FRAGMENTO DEL TEXTO —
------------------------------------

Si alguien nos preguntara qué sabemos sobre Drácula, sin
duda le contestaríamos que es el vampiro más poderoso. Camuflado bajo la
apariencia de un elegante y misterioso conde procedente de Transilvania, este
monstruo intenta destruir la especie humana infectándola con el mordisco de sus
afilados colmillos. Vive de noche y, durante el día, duerme en un ataúd. Como
carece de alma, no se refleja en los espejos. Es rey de las tinieblas y señor
de los animales más repugnantes. Puede transformarse en murciélago o en lobo, lo
mismo que desvanecerse en el aire. Lo espantan el ajo y el crucifijo pero, para
destruirlo, el ritual más eficaz es clavarle una estaca en el corazón. Esta es
la imagen popularizada por Hollywood que todos conocemos. Sin embargo, apenas
somos conscientes de la forma en que se ha forjado y evolucionado este mito de
raíces antiquísimas, ni de cuáles son las razones por las que nos seduce tanto.

------------------------------------

DATOS PROPORCIONADOS —
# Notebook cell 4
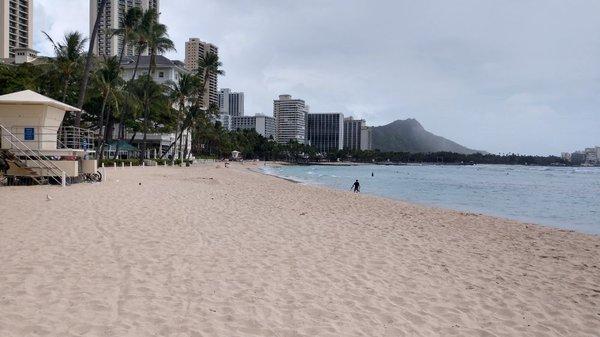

------------------------------------

TAREAS —
A – Pasa al inglés esta oración del texto sobre Drácula: "Como carece de alma, no se refleja en los espejos."
B – Sigue escribiendo el texto sobre Drácula desde su última oración.

RESPUESTAS DEL EJERCICIO —
A – Since he has no soul, he is not reflected in mirrors.

B –
Vamos a examinar algunos de los aspectos de su rica simbología, para
comprobar cómo se han ido articulando a lo largo de los siglos. Al final nos
sorprenderá descubrir hasta qué punto somos nosotros mismos el reflejo
escondido en la leyenda de Drácula.
Uno. Los orígenes
Todas las culturas
consideran la sangre como el fluido más vital. Su pérdida arrebata la vida y,
al contrario, recibir sangre la renueva. Por ello existe un temor ancestral a
los seres malignos que se apoderan del rojo líquido, y ese miedo se traslada a
relatos que comparten pueblos muy alejados entre sí en el tiempo y en el
espacio, como refleja La rama dorada
(1890) de Sir James G. Frazer. Sobre el año 2300 a. C. ya se registraron en
Mesopotamia historias de diosas y demonios que bebían la sangre de los recién
nacidos, como Lamashtu o Lililu (la Lilith de los judíos).